Saved entries
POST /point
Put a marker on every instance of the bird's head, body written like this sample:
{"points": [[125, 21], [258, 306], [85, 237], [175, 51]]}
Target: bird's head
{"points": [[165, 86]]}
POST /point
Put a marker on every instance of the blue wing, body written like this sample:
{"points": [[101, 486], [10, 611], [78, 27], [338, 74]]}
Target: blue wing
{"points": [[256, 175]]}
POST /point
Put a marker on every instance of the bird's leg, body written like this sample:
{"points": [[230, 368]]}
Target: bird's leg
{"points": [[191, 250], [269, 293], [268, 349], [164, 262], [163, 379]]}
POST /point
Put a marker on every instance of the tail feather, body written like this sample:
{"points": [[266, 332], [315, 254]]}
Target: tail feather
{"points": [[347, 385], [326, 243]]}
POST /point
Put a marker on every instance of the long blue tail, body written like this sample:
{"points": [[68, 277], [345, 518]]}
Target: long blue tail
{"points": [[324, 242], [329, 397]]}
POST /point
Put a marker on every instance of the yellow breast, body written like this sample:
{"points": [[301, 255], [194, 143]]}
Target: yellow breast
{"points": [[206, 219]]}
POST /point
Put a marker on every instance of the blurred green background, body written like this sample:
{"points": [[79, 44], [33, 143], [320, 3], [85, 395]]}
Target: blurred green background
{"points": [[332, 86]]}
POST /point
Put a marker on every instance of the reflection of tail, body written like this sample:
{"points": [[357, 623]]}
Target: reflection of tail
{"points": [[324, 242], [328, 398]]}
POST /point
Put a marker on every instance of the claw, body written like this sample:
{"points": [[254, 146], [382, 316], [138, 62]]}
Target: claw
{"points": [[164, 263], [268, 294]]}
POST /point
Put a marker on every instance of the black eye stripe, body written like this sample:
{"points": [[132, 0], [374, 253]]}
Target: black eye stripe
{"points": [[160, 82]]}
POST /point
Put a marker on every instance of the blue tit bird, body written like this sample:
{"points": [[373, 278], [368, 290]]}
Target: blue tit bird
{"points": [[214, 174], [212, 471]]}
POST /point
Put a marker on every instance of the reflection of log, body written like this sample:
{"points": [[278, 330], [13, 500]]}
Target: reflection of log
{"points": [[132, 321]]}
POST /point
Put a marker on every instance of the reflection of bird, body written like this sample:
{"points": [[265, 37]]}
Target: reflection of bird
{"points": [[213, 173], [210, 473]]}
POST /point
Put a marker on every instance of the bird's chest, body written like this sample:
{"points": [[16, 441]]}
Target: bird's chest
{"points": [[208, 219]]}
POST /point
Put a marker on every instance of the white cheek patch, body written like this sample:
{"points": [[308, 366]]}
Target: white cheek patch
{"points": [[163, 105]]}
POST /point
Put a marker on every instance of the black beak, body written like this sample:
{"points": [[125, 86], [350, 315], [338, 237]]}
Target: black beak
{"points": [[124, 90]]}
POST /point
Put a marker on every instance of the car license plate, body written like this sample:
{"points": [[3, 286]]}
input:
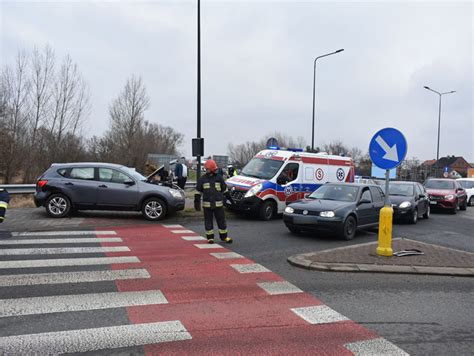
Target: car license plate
{"points": [[300, 220]]}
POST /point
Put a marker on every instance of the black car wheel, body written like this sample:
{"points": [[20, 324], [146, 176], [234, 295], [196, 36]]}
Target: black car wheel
{"points": [[154, 209], [58, 206], [427, 213], [267, 210], [349, 228], [414, 217]]}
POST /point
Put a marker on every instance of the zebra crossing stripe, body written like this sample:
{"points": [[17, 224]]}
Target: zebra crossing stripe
{"points": [[79, 302], [85, 240], [319, 314], [71, 277], [89, 340], [62, 262], [63, 233], [62, 250], [378, 346]]}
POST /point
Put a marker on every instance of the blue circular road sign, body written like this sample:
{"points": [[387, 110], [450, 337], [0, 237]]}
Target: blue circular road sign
{"points": [[388, 148]]}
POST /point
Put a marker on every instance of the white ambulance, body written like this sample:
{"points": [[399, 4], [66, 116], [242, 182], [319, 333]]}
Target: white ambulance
{"points": [[277, 177]]}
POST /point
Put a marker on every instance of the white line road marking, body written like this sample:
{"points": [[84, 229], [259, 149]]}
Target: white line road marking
{"points": [[207, 246], [250, 268], [320, 314], [78, 302], [193, 238], [60, 241], [61, 262], [71, 277], [274, 288], [64, 233], [94, 339], [378, 346], [226, 255], [62, 250]]}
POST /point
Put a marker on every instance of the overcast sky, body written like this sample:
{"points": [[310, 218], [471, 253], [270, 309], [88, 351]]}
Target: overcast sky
{"points": [[257, 65]]}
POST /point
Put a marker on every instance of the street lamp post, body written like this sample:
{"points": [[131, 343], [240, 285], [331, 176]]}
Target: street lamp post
{"points": [[314, 90], [439, 121]]}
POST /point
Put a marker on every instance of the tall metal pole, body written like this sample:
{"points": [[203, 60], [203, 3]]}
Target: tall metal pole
{"points": [[314, 91], [439, 128], [439, 124], [198, 172]]}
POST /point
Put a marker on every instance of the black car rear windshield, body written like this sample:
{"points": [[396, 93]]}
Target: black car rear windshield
{"points": [[335, 192], [405, 190], [262, 168], [439, 184]]}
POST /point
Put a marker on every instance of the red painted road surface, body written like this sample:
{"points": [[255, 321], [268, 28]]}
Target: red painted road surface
{"points": [[225, 311]]}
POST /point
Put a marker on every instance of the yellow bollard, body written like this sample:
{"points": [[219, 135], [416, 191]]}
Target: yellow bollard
{"points": [[385, 232]]}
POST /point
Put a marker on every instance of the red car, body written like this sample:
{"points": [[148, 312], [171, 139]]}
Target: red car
{"points": [[446, 194]]}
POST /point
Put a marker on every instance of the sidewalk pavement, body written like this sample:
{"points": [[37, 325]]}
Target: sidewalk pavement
{"points": [[363, 258]]}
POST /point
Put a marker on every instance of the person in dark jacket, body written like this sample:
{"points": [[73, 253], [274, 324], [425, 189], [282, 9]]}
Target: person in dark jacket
{"points": [[212, 188], [4, 200]]}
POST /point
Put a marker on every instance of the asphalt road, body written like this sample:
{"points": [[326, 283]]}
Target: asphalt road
{"points": [[421, 314]]}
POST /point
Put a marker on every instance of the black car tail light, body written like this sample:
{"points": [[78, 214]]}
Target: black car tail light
{"points": [[41, 183]]}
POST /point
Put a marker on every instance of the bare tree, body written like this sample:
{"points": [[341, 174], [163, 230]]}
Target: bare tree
{"points": [[14, 87], [127, 120]]}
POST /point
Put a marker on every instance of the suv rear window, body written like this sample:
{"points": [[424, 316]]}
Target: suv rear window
{"points": [[82, 173]]}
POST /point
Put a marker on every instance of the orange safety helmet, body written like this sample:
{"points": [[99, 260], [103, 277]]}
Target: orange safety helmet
{"points": [[211, 165]]}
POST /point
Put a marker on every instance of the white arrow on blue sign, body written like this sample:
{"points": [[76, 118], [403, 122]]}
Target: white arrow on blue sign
{"points": [[388, 148]]}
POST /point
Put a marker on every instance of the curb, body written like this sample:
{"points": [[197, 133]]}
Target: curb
{"points": [[302, 262]]}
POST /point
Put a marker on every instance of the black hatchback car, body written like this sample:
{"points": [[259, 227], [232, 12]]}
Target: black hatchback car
{"points": [[336, 207], [409, 201], [103, 186]]}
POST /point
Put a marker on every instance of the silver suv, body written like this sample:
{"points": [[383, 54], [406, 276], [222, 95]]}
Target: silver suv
{"points": [[68, 187]]}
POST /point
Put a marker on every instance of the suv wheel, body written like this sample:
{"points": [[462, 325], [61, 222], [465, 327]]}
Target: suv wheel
{"points": [[58, 206], [154, 209], [267, 211], [349, 228]]}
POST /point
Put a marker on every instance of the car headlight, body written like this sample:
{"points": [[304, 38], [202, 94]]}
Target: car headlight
{"points": [[254, 190], [404, 205], [176, 194], [327, 214]]}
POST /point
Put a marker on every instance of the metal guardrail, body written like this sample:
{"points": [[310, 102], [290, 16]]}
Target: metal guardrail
{"points": [[31, 188]]}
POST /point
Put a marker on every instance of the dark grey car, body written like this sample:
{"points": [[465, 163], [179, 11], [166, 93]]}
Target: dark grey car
{"points": [[336, 207], [104, 186]]}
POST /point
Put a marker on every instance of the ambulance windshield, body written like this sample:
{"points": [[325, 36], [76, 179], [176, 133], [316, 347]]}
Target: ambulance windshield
{"points": [[262, 168]]}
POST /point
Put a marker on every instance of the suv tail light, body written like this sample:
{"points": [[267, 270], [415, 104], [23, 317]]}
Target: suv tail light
{"points": [[41, 183]]}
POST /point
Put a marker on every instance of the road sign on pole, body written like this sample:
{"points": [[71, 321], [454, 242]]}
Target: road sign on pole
{"points": [[387, 150]]}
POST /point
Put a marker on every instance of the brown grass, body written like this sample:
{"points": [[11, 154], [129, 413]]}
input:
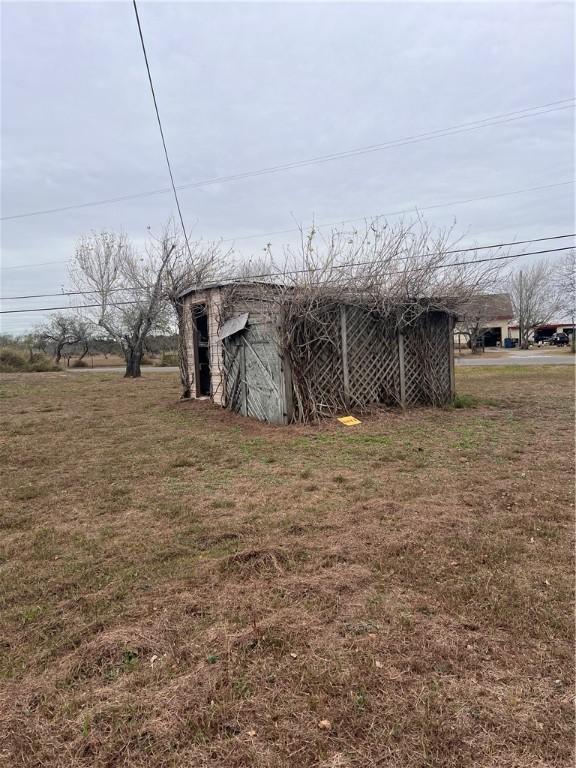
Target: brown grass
{"points": [[183, 587]]}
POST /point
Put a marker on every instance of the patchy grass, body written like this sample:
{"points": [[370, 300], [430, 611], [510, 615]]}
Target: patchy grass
{"points": [[183, 587]]}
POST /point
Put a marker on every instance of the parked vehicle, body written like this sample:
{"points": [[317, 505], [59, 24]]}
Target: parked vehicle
{"points": [[559, 339]]}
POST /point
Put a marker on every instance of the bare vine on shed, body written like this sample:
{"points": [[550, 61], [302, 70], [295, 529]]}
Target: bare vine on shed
{"points": [[349, 306]]}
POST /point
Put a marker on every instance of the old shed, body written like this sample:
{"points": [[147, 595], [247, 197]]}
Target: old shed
{"points": [[262, 352]]}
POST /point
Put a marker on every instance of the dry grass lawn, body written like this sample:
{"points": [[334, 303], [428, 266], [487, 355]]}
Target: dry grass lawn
{"points": [[183, 587]]}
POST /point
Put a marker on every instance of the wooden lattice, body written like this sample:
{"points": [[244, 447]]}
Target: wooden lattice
{"points": [[427, 363], [373, 361], [378, 372]]}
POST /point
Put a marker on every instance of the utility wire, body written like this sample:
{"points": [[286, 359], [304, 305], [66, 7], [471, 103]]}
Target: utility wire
{"points": [[161, 129], [276, 274], [499, 119], [315, 269], [348, 221], [414, 209]]}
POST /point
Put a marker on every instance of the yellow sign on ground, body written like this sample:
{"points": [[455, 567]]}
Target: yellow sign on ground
{"points": [[350, 421]]}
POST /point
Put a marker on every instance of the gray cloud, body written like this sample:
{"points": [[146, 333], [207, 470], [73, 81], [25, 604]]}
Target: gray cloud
{"points": [[244, 86]]}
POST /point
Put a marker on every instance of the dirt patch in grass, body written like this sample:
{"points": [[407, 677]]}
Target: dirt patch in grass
{"points": [[184, 587]]}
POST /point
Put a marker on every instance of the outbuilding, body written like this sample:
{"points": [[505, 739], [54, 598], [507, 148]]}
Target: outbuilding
{"points": [[264, 351]]}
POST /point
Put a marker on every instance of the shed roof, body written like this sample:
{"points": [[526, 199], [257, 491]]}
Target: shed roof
{"points": [[222, 284]]}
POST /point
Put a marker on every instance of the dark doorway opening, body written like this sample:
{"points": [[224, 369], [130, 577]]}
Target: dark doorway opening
{"points": [[492, 337], [202, 350]]}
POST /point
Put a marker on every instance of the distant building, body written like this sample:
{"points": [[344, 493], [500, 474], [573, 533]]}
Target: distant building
{"points": [[542, 333], [484, 320]]}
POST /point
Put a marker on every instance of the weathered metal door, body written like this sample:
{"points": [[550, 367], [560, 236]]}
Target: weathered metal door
{"points": [[255, 384]]}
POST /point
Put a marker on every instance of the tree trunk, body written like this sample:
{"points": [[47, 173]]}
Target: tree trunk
{"points": [[84, 353], [133, 356]]}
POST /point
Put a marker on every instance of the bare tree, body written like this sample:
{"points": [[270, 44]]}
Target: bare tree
{"points": [[534, 297], [60, 331], [564, 281], [127, 288]]}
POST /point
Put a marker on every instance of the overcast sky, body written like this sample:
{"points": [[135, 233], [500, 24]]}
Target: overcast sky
{"points": [[244, 86]]}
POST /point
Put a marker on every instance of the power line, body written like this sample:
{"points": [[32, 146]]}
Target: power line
{"points": [[274, 274], [499, 119], [405, 210], [160, 126], [349, 221], [312, 269]]}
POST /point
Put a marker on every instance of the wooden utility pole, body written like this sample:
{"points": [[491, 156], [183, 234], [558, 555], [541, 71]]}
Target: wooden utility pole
{"points": [[521, 313]]}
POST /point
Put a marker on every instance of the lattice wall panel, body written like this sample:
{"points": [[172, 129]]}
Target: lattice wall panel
{"points": [[373, 361], [427, 360]]}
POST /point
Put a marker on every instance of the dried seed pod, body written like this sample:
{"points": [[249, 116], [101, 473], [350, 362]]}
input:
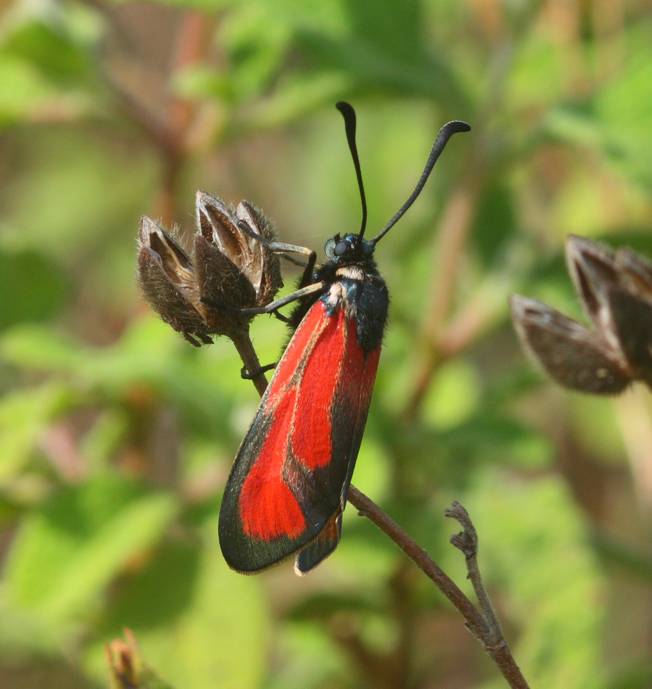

Task prompt: Lines after the one containing "Put a marker on every instance of the blue tit" are not part of the task. Output the entries exactly from their first line through that one.

Finished exercise:
POST /point
Put a marker on every instance of the bird's head, body written like this sample:
{"points": [[125, 21], [258, 306], [85, 237], [175, 51]]}
Target: bird's head
{"points": [[165, 86]]}
POST /point
Put a marker on every instance of the blue wing, body written like this sample:
{"points": [[101, 486], [10, 611], [78, 27], [338, 74]]}
Target: blue wing
{"points": [[256, 175]]}
POST /point
Put a marker on every instance of the bird's leg, body written like this sample:
{"points": [[230, 368]]}
Target: bird's leg
{"points": [[191, 250], [269, 293], [268, 349], [164, 262], [163, 379]]}
POST /point
Put a marker on every instance of the tail feather, body written like this sample:
{"points": [[266, 332], [315, 254]]}
Target: tail feather
{"points": [[347, 385], [326, 243]]}
POST /point
Put a marker on every instance of the long blue tail, body written like this sample:
{"points": [[68, 277], [345, 518]]}
Target: long blue tail
{"points": [[324, 242], [329, 397]]}
POST /point
Put a marker on every instance of the yellow breast, body written like this sample:
{"points": [[301, 255], [194, 143]]}
Target: yellow breast
{"points": [[206, 219]]}
POST /point
Put a marker on every instance of the blurred green background, body written like this sample:
{"points": [[79, 44], [33, 143], [320, 3], [85, 395]]}
Target: blurred green background
{"points": [[332, 86]]}
POST /point
Put a marker on every instance of the reflection of tail, body written like this sample:
{"points": [[357, 623]]}
Target: reflection of tail
{"points": [[324, 242], [328, 398]]}
POST /point
Put a marker on every instance of the claw, body written like this sample:
{"points": [[254, 146], [382, 316], [138, 62]]}
Target: claw
{"points": [[164, 263], [268, 294]]}
POST /point
Put a marker on every instance of the black eye stripe, body written like this sample:
{"points": [[132, 0], [374, 253]]}
Target: black eye stripe
{"points": [[160, 82]]}
POST /point
Put a marker on every instance of the blue tit bird, body written like this sample:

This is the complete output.